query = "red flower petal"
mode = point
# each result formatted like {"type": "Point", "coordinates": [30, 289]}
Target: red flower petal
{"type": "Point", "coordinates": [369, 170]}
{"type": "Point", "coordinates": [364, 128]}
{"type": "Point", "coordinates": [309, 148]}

-------------------------

> [Exercise goal] Your response should consist of the whole listing, repeated exactly.

> [Exercise response]
query = "red flower petal"
mode = point
# each result formatted like {"type": "Point", "coordinates": [30, 289]}
Target: red flower petal
{"type": "Point", "coordinates": [369, 170]}
{"type": "Point", "coordinates": [364, 128]}
{"type": "Point", "coordinates": [309, 148]}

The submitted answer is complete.